GOAL: Write out everything from "As you have" down to "HTML Code page." word for word from the passage below on getting pages listed in search engines.

In order for a website to be searched and found by internet users, the page must be listed in search engines, indexes, or directories. Both search engines (such as Google) and indexes (such as the Open Directory Project, Yahoo, etc...) are automated. Robots and spiders scan the internet looking for new and modified webpages, harvest links and other material and pass on looking for further content. The internet is a marvelously interwoven web. Websites and their component pages are listed in the search engines and indexes based upon keywords, titles, and other content found within the headers. Most search engines and indexes only scan the header content. Body content is ignored. Thus, properly formatted headers are essential. On this page, we will show you how to develop your pages to ensure accurate placement in the major search engines and indexes.
As you have already learned elsewhere, HTML is structured in two sections: the header and the body. The header is used to transmit global variables, meta-data, and other essential information for the web browser. Content in the header is not visible to the user. The content of the body is generally visible to the user. It is the header content that concerns us here. For more about the body content, see the HTML Code page.

Point placement records:
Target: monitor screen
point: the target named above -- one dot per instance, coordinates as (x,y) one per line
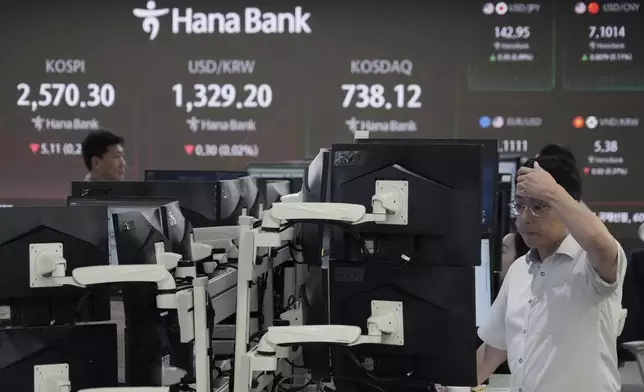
(483,282)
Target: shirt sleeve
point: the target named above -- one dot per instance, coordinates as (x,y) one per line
(597,284)
(492,331)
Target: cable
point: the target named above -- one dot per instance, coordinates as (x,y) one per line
(294,365)
(224,266)
(322,388)
(79,307)
(49,342)
(281,388)
(292,248)
(355,360)
(256,335)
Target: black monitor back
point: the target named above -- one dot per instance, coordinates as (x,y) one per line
(83,234)
(437,287)
(191,175)
(175,226)
(199,200)
(489,169)
(271,189)
(90,351)
(232,202)
(315,189)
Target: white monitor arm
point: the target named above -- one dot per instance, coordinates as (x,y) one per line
(385,326)
(389,206)
(48,269)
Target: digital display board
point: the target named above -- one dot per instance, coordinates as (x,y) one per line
(202,85)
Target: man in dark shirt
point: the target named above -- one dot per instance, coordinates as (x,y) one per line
(104,156)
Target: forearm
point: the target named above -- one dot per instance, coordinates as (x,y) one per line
(488,359)
(589,231)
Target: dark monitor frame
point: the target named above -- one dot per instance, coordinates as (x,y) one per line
(200,211)
(192,175)
(84,244)
(166,205)
(354,284)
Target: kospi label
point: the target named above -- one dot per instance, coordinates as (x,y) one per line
(252,21)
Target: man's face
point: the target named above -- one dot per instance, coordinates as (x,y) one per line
(540,231)
(111,167)
(509,253)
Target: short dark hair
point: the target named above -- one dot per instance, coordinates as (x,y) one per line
(557,149)
(563,169)
(97,143)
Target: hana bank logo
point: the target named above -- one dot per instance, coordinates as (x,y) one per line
(150,16)
(251,21)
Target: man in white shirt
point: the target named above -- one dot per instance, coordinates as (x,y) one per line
(556,317)
(104,156)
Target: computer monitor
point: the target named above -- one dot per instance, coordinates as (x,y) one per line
(489,164)
(139,234)
(232,202)
(250,195)
(509,166)
(82,231)
(152,337)
(292,169)
(175,226)
(191,175)
(89,353)
(275,190)
(199,200)
(427,264)
(484,287)
(315,189)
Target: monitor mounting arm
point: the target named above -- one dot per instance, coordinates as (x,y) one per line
(48,269)
(389,206)
(385,326)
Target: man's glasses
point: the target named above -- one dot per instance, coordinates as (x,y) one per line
(536,209)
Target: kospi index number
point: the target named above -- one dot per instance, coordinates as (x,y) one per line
(512,48)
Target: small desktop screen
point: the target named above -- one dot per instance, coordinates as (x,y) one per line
(483,279)
(509,167)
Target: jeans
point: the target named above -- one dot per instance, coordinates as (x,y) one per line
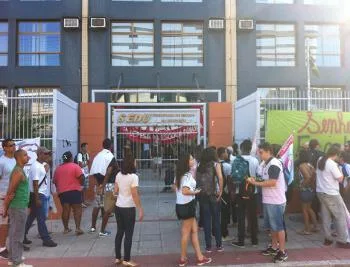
(40,214)
(332,208)
(225,214)
(247,207)
(211,214)
(17,218)
(126,218)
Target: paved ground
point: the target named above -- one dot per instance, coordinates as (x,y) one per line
(156,242)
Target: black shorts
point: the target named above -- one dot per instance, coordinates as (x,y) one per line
(71,197)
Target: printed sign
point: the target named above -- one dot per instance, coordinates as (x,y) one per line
(326,127)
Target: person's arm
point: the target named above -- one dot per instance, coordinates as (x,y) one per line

THE OUTPUT:
As you have already learned elsewhere, HTML is structured in two sections: the header and the body. The header is used to transmit global variables, meta-data, and other essential information for the web browser. Content in the header is not visible to the user. The content of the body is generally visible to the user. It is the header content that concerns us here. For more about the body content, see the HTML Code page.